### [TASK STATEMENT]
Find the line that contains "Task: locate the grassy"; then retype it and each line after it, exactly, through the final line of the data below.

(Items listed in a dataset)
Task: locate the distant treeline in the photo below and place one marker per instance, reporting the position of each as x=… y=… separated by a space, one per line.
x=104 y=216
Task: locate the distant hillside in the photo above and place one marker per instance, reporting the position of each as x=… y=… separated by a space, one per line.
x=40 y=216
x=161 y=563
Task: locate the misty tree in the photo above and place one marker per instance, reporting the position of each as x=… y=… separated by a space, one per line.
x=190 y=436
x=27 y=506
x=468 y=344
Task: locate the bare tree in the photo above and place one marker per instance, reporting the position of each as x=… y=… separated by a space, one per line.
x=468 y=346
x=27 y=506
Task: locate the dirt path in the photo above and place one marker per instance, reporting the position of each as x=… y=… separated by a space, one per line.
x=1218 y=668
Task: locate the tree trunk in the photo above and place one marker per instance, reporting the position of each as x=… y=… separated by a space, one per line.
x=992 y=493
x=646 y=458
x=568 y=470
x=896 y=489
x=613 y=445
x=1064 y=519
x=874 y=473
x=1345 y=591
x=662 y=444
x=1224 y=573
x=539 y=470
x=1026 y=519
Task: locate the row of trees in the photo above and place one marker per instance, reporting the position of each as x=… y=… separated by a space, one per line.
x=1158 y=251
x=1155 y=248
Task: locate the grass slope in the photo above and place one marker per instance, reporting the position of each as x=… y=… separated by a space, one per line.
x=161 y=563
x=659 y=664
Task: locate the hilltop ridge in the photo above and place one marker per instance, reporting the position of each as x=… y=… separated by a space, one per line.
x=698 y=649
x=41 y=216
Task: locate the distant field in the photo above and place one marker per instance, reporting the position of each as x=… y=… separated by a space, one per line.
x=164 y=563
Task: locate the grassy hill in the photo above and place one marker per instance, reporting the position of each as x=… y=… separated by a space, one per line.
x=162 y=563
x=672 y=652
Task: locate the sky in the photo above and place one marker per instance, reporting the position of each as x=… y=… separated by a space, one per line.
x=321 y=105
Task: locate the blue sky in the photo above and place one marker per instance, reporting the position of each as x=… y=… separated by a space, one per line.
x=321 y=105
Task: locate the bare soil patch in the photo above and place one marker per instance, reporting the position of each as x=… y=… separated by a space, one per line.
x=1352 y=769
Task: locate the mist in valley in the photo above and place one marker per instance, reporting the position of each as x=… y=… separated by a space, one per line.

### [WRITTEN SOLUTION]
Task: locate the grassy hill in the photo above and place one marker per instance, reporting the position of each as x=… y=… separated by a space, one per line.
x=162 y=563
x=672 y=652
Task: locate the sky in the photo above and place one marker per instance, reporting the position of each as x=… y=… separated by a space, one per line.
x=321 y=105
Task: locate the blue sky in the photo above and place one marker per instance, reporting the position of each as x=… y=… separated by a space, one per line.
x=321 y=105
Task: locate the bare soil patch in the photo above and place one marker per instance, reporting the position of each as x=… y=… separated by a space, one per line.
x=1352 y=769
Task: locate the mist in valley in the photo above and place one marker per instance, reporting the position of each as x=… y=… separated by a space, one per line.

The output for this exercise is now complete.